YOUR INSTRUCTIONS ::
Where the records appear below, transcribe them exactly, leaving none out.

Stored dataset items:
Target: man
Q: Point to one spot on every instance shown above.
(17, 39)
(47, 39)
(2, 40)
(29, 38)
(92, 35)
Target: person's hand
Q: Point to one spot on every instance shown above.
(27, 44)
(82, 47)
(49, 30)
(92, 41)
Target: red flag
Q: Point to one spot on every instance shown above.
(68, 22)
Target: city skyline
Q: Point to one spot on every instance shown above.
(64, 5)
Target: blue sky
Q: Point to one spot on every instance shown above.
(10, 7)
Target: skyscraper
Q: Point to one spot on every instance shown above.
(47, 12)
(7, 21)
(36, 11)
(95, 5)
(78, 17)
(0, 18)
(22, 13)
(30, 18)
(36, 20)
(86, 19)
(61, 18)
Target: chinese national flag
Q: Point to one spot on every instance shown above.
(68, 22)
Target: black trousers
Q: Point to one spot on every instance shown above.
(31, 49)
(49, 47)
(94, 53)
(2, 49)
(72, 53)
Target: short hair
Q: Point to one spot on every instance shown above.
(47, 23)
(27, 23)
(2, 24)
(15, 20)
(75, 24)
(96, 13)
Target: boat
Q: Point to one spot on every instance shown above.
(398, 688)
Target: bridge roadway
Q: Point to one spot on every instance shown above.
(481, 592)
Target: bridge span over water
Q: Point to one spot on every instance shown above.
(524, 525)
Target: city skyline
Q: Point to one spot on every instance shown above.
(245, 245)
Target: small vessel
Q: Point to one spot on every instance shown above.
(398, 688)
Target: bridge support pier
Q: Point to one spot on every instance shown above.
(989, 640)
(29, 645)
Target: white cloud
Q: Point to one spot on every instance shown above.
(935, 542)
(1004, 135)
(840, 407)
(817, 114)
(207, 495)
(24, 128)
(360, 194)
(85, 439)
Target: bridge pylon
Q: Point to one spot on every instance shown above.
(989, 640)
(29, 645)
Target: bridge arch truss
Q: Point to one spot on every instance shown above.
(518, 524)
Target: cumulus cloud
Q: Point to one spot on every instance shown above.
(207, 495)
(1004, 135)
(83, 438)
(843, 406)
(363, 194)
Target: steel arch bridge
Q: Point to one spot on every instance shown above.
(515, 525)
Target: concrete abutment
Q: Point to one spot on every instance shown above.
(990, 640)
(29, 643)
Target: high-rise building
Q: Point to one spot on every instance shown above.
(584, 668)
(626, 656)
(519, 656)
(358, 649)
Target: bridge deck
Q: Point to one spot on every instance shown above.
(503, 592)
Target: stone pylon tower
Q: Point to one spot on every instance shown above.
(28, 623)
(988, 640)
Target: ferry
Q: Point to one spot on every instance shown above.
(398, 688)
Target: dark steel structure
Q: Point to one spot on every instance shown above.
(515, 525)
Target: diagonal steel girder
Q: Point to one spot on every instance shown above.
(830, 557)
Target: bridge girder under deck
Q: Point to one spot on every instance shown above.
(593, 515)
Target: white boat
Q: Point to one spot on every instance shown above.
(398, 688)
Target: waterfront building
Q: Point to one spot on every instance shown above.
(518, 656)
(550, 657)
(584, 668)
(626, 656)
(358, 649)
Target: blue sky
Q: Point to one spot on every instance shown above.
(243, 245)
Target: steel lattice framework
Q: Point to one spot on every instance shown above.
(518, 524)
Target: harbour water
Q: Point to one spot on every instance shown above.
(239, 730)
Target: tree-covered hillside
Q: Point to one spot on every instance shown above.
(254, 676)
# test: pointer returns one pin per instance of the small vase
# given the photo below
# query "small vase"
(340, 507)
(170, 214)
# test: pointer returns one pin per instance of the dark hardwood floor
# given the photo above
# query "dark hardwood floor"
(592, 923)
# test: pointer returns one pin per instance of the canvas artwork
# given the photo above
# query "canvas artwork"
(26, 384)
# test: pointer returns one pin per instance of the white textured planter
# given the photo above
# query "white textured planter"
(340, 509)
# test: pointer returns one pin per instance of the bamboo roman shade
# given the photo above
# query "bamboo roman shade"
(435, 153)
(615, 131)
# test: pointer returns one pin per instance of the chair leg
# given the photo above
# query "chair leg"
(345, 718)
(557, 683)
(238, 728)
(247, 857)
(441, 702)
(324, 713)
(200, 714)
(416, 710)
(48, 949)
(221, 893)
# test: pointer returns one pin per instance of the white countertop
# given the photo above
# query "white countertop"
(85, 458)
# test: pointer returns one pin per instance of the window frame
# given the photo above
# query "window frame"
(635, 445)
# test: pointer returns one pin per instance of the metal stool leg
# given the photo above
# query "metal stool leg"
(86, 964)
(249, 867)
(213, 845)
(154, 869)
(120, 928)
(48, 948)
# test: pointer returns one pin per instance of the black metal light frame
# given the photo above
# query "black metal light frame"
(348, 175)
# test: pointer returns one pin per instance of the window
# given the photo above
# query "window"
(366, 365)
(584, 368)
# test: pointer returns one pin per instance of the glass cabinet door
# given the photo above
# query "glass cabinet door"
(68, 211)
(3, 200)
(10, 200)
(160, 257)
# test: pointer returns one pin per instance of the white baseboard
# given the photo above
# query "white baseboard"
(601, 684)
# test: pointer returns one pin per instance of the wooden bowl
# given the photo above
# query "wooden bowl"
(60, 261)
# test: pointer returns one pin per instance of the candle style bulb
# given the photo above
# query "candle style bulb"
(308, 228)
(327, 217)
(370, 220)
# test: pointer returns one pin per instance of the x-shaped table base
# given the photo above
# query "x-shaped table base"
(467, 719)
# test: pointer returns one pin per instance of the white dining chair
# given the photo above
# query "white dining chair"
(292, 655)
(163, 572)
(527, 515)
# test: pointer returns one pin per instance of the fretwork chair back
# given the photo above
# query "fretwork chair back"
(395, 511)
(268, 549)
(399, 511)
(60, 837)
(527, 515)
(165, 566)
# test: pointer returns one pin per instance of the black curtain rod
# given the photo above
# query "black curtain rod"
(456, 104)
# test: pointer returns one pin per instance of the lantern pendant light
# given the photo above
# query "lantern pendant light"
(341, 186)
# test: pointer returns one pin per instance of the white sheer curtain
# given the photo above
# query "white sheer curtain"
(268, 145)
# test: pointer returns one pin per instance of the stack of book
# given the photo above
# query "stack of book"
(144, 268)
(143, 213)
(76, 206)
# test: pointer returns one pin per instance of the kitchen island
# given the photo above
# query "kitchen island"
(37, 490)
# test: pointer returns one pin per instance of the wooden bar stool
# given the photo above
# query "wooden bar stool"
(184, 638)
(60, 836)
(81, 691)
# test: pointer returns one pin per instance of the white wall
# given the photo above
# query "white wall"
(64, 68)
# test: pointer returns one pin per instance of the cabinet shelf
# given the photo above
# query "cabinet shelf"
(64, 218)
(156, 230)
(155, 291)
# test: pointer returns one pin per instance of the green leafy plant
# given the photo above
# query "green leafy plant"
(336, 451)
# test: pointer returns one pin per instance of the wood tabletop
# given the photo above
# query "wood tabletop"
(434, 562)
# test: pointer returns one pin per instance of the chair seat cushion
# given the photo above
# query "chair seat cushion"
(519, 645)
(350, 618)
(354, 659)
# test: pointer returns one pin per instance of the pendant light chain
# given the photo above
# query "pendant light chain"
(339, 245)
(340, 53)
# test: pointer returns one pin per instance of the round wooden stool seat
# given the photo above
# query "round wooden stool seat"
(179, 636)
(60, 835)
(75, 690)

WRITTEN RESPONSE ::
Target: man
Q: Point to one spot on every instance shown above.
(17, 39)
(47, 39)
(2, 40)
(29, 38)
(92, 35)
Target: person's hand
Q: Point to one spot on every instance shown above.
(27, 44)
(82, 47)
(49, 30)
(92, 41)
Target: red flag
Q: Point to one spot on every instance shown above.
(68, 22)
Target: city skyline
Q: Point to one spot on every instance shown above.
(64, 5)
Target: blue sky
Q: Point to one spot on every instance shown above.
(10, 7)
Target: skyscraper
Q: Point to one spot on every instance shown above.
(47, 12)
(7, 21)
(36, 11)
(95, 5)
(78, 17)
(0, 18)
(22, 13)
(30, 18)
(36, 20)
(86, 19)
(61, 18)
Target: chinese national flag
Q: Point to one spot on every instance shown above.
(68, 22)
Target: black trousers
Q: Point to one spot on every instance shown above.
(31, 49)
(49, 47)
(94, 53)
(2, 49)
(72, 53)
Target: short hair
Q: Point to one spot on every instance shown above.
(47, 23)
(27, 23)
(2, 24)
(15, 20)
(75, 24)
(96, 13)
Target: boat
Q: Point to one spot on every instance shown above.
(398, 688)
Target: bridge roadway
Q: Point to one spot on every instance shown above.
(481, 592)
Target: bridge span over water
Q: Point to one spot on every instance shown above.
(524, 525)
Target: city skyline
Q: Point to one spot on every instance shown above.
(245, 245)
Target: small vessel
Q: Point to one spot on every instance shown above.
(398, 688)
Target: bridge support pier
Q: Point to one spot on every instance shown above.
(989, 640)
(29, 645)
Target: white cloud
Q: Point to one spot on every instance shown above.
(935, 542)
(1004, 135)
(840, 407)
(817, 114)
(207, 495)
(24, 128)
(360, 194)
(85, 439)
Target: bridge pylon
Q: Point to one spot on every instance shown above.
(989, 640)
(29, 645)
Target: bridge arch truss
Q: Point to one spot on every instance shown above.
(518, 524)
Target: cumulus cloud
Q: Point to one spot on every instance shown above.
(207, 495)
(1004, 135)
(83, 438)
(843, 406)
(363, 194)
Target: steel arch bridge
Q: Point to one spot on every instance shown above.
(515, 525)
Target: concrete abutment
Q: Point to one spot on every instance shown above.
(990, 640)
(29, 643)
Target: high-rise building
Q: Point to one spot on every instance shown above.
(584, 668)
(626, 656)
(519, 656)
(358, 649)
Target: bridge deck
Q: Point to one spot on every instance shown above.
(503, 592)
Target: stone pylon tower
Q: Point to one spot on every instance shown above.
(28, 623)
(988, 640)
Target: ferry
Q: Point to one spot on every instance shown above.
(398, 688)
Target: dark steel structure
Q: Point to one spot on every instance shown above.
(515, 525)
Target: diagonal steel girder
Q: Point to one spot on every instance shown above.
(830, 557)
Target: bridge girder under deck
Q: Point to one spot on every instance shown above.
(593, 515)
Target: white boat
Q: Point to one spot on every instance shown above.
(398, 688)
Target: waterfront building
Q: Point to one spot on every instance shown above.
(518, 656)
(550, 657)
(584, 668)
(626, 656)
(358, 649)
Target: blue sky
Q: Point to one spot on every instance shown above.
(243, 245)
Target: steel lattice framework
Q: Point to one spot on every instance shown above.
(518, 524)
Target: harbour water
Q: Point to one spot on every instance shown above.
(239, 730)
Target: tree-covered hillside
Q: Point to one spot on every instance shown above.
(254, 676)
# test: pointer returns one pin per instance of the small vase
# given the photo below
# query "small vase"
(340, 507)
(170, 214)
# test: pointer returns one pin per instance of the dark hardwood floor
# given the photo above
# query "dark hardwood floor"
(592, 923)
# test: pointer returns one pin per instance of the canvas artwork
# given the photo above
# query "canvas artwork"
(26, 384)
# test: pointer returns one pin per instance of the white textured planter
# given the photo above
# query "white textured planter"
(340, 509)
# test: pointer returns one pin per instance of the bamboo roman shade
# given the photo above
# query "bamboo roman shade"
(435, 153)
(615, 131)
# test: pointer returns one pin per instance of the chair leg
# given the photo above
# query "chair leg"
(345, 718)
(557, 683)
(238, 728)
(247, 857)
(441, 702)
(324, 713)
(200, 714)
(416, 710)
(48, 949)
(221, 893)
# test: pointer returns one pin per instance of the white countertop
# given the photo above
# query "white countertop"
(85, 458)
# test: pointer returns one pin per instance of the window frame
# given the photo above
# query "window frame"
(635, 445)
# test: pointer returns one pin per instance of the metal stool leg
# given the photo above
# query "metal stool leg"
(86, 964)
(249, 867)
(213, 845)
(154, 869)
(120, 928)
(48, 948)
# test: pointer returns one pin per instance of the black metal light frame
# given the photo above
# query "black metal light frame"
(348, 175)
# test: pointer returns one pin per instance of the window
# given the photo above
# query "window"
(366, 365)
(584, 368)
# test: pointer returns one pin per instance of the glass cabinet door
# given the photo above
# query "glass cabinet door"
(68, 211)
(3, 200)
(10, 200)
(160, 257)
# test: pointer returns one pin per instance of the white baseboard
# given the photo above
# query "white baseboard"
(601, 684)
# test: pointer returns one pin per instance of the wooden bowl
# given the photo above
# query "wooden bowl"
(60, 261)
# test: pointer returns one pin per instance of the candle style bulb
# given the photo above
# query "candle style bulb"
(308, 228)
(327, 217)
(370, 220)
# test: pointer returns one pin per instance of the x-shaped table base
# given the photo above
# query "x-shaped table base"
(467, 719)
# test: pointer returns one pin per instance of the white dining chair
# given the photo above
# query "white dining chair"
(292, 655)
(163, 572)
(527, 515)
# test: pointer returns one pin per instance of the fretwork chair back
# given the photo above
# query "fretwork chair back"
(395, 511)
(268, 549)
(399, 511)
(60, 837)
(527, 515)
(165, 566)
# test: pointer returns one pin per instance of the black curtain rod
# given the photo above
# query "black curtain rod"
(456, 104)
# test: pointer returns one pin per instance of the lantern pendant light
# given the photo above
# query "lantern pendant light"
(341, 186)
# test: pointer returns one pin per instance of the white sheer curtain
# given the photo above
# query "white sheer curtain"
(268, 145)
# test: pointer returns one pin per instance of the stack of book
# given the photo above
# query "stack of book"
(144, 268)
(143, 213)
(76, 206)
# test: pointer returns one pin per instance of the kitchen island
# given the photo above
# query "kitchen island"
(37, 490)
# test: pointer returns one pin per instance of the wooden bar stool
# given the photo above
# query "wooden bar stool"
(184, 638)
(60, 836)
(81, 691)
# test: pointer returns one pin per instance of the white wall
# given the photo above
# query "white wall"
(64, 68)
# test: pointer returns one pin per instance of the cabinet shelf
# given the photo above
# query "cabinet shelf"
(64, 218)
(156, 230)
(155, 291)
# test: pointer returns one pin per instance of the green leafy plant
# given the photo above
# query "green leafy plant"
(336, 451)
# test: pointer returns one pin per instance of the wood tabletop
# given the photo above
# query "wood tabletop"
(434, 562)
# test: pointer returns one pin per instance of the chair seat cushion
# given the photo above
# query "chair seat cushion"
(519, 645)
(350, 618)
(354, 659)
# test: pointer returns one pin per instance of the pendant light chain
# given the photo above
# query "pendant light chain"
(339, 245)
(340, 53)
# test: pointer returns one pin per instance of the round wooden stool seat
# given the photo above
# query "round wooden stool seat"
(179, 636)
(60, 835)
(75, 690)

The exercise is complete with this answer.